### WHAT YOU NEED TO DO
Among the entries below, one line contains "Prompt: chain link fence" and another contains "Prompt: building in background". Transcribe those two lines and every line between them, exactly.

### SUPPLIED DATA
====================

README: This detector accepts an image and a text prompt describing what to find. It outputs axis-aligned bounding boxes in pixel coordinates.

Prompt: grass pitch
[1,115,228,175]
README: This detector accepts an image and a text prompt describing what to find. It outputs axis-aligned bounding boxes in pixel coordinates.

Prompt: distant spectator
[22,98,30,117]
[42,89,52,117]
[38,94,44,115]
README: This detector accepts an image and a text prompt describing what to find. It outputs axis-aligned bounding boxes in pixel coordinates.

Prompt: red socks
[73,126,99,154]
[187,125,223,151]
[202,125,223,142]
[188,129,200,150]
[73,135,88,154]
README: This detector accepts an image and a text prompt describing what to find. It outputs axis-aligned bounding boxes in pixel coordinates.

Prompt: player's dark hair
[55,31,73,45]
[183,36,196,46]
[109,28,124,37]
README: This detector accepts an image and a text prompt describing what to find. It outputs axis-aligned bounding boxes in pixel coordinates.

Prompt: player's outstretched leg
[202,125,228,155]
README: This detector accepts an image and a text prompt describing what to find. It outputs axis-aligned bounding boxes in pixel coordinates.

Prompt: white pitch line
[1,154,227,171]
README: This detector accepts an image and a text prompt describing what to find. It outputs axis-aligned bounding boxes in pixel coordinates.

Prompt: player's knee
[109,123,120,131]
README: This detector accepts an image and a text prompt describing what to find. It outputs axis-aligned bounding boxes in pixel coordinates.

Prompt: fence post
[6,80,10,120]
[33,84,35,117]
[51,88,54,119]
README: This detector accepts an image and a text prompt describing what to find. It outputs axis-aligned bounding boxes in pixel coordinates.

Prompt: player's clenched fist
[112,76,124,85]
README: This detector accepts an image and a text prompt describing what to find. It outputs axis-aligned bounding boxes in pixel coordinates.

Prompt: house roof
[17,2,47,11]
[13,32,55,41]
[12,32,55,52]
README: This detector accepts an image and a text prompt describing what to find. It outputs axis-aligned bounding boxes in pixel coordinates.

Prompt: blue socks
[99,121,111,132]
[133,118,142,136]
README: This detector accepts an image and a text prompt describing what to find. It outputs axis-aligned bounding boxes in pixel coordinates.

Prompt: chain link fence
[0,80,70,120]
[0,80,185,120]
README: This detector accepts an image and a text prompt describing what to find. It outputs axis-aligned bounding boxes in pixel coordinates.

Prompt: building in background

====================

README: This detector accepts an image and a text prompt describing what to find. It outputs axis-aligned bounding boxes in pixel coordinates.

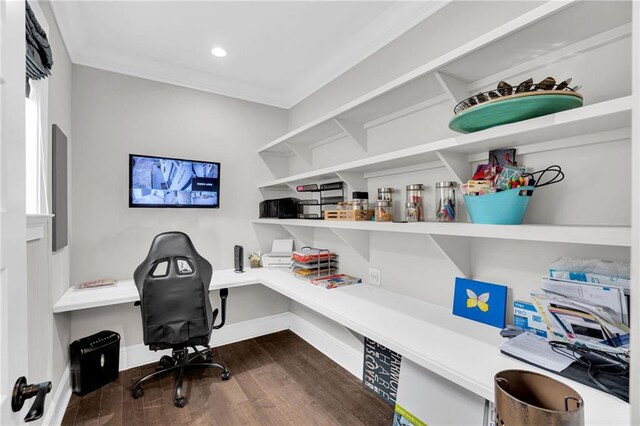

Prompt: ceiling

====================

### OUTPUT OF THE TASK
Prompt: chain link fence
[0,80,70,120]
[0,80,185,120]
README: This detector accepts an image and a text prompt describing what to find. It outputs axis-aligned bounding boxes in pixel coordinates.

Prompt: building in background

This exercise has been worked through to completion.